-- start of Data supplied --

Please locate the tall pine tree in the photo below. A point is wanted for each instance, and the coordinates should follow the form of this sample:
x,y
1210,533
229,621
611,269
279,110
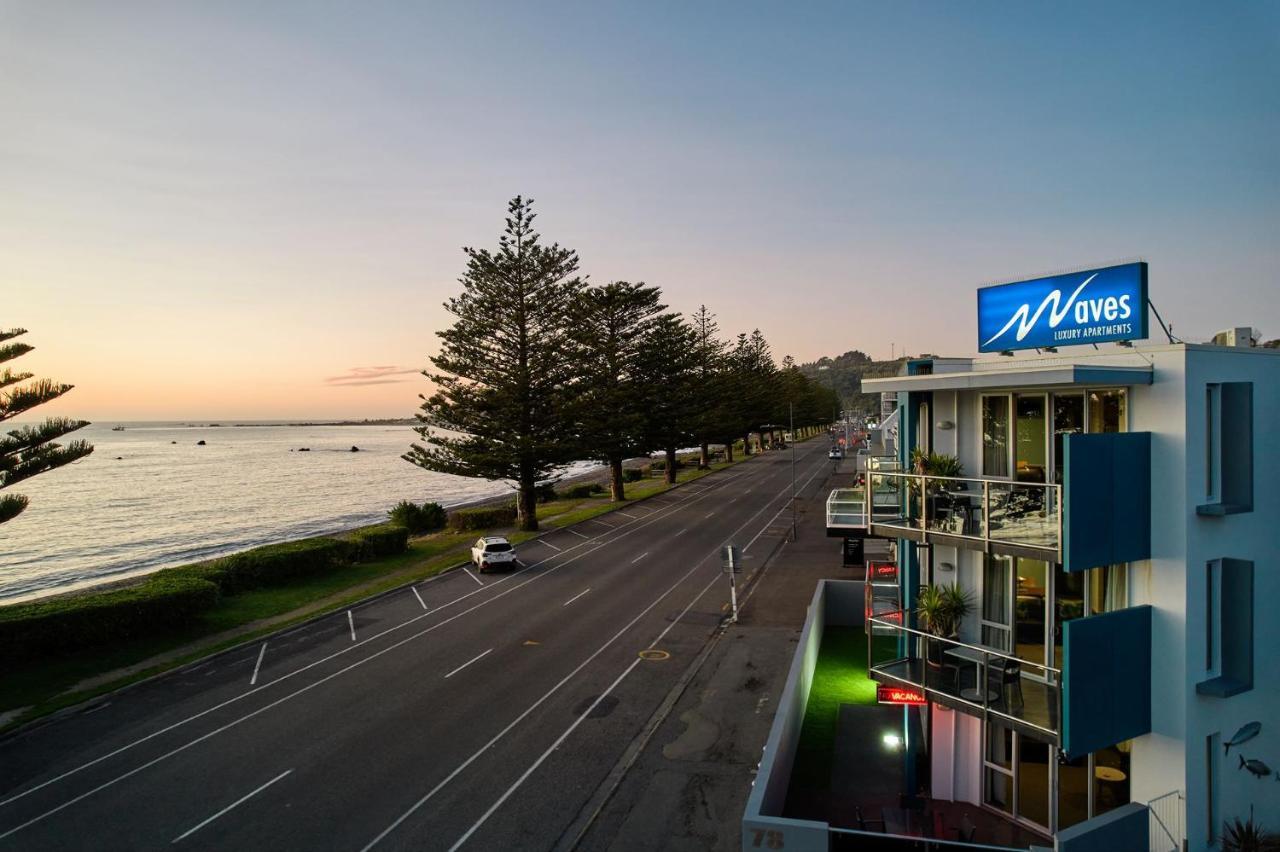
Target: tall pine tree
x,y
30,450
504,370
611,326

-- end of Data supplied --

Instructions for the task
Each line above is to be copied verbatim. Drop any image from the copy.

Solution to this task
Please locate the tall pine tree in the photo below. A point is wanted for each instance, and the coordinates should follow the form of this sample:
x,y
1210,533
229,621
611,269
279,110
Target: tall pine tree
x,y
30,450
504,370
611,326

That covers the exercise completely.